### TEXTO FORNECIDO
ACÓRDÃO N.º 924/2024
PROCESSO N.º 1141-A/2024
Recurso Extraordinário de Inconstitucionalidade (Habeas Corpus)
Em nome do Povo, acordam, em Conferência, no Plenário do Tribunal Constitucional:
I. RELATÓRIO
Calisto Pucúta, melhor identificado nos autos, veio ao Tribunal Constitucional impetrar o presente recurso extraordinário de inconstitucionalidade de providência de habeas corpus, do Despacho a fls. 27 dos autos, prolactado, aos 23 de Janeiro de 2024, pelo Presidente do Tribunal Supremo.
Admitido o recurso e notificado para apresentar alegações, em observância ao disposto no artigo 45.º da Lei n.º 3/08, de 17 de Junho, Lei do Processo Constitucional (LPC), fê-lo, conforme se vê a fls. 62 a 71 dos autos e se resumem no seguinte:
1. A decisão proferida pelo Tribunal a quo, que serve de fundamento para privação da liberdade do arguido, encontra-se pendente em razão do recurso, não tendo ainda decisão e por isso não transitou em julgado.

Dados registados

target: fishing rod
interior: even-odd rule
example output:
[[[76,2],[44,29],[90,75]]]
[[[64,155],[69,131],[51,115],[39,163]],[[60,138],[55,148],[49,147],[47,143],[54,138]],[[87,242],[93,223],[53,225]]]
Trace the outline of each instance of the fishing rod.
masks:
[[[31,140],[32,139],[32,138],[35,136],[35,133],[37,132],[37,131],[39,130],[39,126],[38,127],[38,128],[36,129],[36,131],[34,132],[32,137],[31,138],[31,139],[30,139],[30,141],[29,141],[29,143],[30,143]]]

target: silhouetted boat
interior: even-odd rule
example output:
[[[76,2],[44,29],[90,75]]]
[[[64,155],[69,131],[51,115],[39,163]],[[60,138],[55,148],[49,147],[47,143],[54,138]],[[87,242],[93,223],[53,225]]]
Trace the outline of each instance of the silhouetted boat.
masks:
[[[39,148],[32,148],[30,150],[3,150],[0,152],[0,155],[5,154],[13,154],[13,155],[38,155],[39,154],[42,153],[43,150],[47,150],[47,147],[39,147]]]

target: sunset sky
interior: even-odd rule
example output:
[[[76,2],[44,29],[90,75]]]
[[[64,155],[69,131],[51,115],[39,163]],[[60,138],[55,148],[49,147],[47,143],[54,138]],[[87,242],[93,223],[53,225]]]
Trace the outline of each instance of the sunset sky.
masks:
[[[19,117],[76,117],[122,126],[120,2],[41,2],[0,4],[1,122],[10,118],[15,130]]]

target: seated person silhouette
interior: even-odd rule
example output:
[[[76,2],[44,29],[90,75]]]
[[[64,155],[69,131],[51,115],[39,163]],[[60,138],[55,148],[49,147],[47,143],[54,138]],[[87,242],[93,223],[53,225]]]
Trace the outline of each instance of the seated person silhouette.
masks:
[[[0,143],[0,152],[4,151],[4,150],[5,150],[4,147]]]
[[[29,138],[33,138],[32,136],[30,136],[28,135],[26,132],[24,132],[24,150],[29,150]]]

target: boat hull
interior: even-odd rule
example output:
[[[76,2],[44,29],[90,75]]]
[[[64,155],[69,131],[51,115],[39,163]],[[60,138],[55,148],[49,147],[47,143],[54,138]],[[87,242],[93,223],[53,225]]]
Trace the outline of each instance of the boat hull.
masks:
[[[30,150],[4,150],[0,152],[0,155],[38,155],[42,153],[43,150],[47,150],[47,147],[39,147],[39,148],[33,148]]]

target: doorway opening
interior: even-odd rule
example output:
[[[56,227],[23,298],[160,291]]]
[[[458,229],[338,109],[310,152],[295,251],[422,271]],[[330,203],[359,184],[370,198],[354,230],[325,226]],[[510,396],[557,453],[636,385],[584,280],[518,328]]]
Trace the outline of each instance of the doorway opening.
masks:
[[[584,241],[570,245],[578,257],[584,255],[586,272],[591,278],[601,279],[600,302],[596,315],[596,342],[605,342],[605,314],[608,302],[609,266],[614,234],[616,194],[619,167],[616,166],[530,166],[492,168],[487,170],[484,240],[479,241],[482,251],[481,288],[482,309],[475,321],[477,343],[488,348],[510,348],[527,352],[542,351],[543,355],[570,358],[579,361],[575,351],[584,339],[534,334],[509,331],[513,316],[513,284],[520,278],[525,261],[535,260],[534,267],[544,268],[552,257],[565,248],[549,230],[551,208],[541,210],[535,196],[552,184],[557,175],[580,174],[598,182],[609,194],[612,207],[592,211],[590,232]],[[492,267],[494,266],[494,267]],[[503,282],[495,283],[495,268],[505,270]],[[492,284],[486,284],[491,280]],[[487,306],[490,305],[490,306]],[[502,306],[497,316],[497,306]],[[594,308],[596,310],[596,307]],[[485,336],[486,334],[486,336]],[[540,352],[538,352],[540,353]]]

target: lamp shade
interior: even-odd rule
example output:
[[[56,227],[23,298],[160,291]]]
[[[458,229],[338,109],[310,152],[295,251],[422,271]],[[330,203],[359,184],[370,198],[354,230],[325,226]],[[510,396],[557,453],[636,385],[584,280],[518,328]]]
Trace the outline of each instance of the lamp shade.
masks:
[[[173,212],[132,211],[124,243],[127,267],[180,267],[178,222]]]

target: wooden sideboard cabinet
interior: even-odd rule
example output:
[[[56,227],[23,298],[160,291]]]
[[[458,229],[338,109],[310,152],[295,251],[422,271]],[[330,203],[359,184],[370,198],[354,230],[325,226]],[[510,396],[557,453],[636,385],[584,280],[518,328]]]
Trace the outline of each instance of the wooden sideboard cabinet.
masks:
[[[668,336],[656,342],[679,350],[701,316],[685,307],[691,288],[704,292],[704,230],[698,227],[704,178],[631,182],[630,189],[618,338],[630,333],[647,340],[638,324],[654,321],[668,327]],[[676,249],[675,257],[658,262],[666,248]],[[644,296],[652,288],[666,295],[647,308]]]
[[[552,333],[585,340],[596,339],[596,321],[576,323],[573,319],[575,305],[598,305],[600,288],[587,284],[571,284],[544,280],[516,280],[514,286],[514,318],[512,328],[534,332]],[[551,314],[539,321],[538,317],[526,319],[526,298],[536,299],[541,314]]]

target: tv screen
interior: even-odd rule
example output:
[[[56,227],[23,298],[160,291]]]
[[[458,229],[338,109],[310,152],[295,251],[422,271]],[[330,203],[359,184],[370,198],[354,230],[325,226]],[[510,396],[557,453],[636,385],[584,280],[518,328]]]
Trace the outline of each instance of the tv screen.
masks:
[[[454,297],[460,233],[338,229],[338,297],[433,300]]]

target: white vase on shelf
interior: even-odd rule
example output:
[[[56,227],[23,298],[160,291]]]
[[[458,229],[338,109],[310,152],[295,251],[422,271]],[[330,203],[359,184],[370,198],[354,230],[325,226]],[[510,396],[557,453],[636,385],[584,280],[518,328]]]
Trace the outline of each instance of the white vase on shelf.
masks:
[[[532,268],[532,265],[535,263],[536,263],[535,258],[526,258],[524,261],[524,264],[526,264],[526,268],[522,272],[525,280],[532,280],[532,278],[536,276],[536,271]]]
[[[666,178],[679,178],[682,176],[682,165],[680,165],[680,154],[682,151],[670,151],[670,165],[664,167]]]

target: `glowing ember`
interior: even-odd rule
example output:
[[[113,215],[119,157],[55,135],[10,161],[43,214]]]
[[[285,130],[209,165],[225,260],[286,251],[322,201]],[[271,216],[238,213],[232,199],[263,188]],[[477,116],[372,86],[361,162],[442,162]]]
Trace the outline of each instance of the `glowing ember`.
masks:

### REQUISITOS DA TAREFA
Reproduza fielmente o trecho do acórdão entre "Em nome do Povo, acordam, em" e "transitou em julgado.", inclusive. Baseie-se exclusivamente no acórdão.

### SOLUÇÃO DO EXERCÍCIO
Em nome do Povo, acordam, em Conferência, no Plenário do Tribunal Constitucional:
I. RELATÓRIO
Calisto Pucúta, melhor identificado nos autos, veio ao Tribunal Constitucional impetrar o presente recurso extraordinário de inconstitucionalidade de providência de habeas corpus, do Despacho a fls. 27 dos autos, prolactado, aos 23 de Janeiro de 2024, pelo Presidente do Tribunal Supremo.
Admitido o recurso e notificado para apresentar alegações, em observância ao disposto no artigo 45.º da Lei n.º 3/08, de 17 de Junho, Lei do Processo Constitucional (LPC), fê-lo, conforme se vê a fls. 62 a 71 dos autos e se resumem no seguinte:
1. A decisão proferida pelo Tribunal a quo, que serve de fundamento para privação da liberdade do arguido, encontra-se pendente em razão do recurso, não tendo ainda decisão e por isso não transitou em julgado.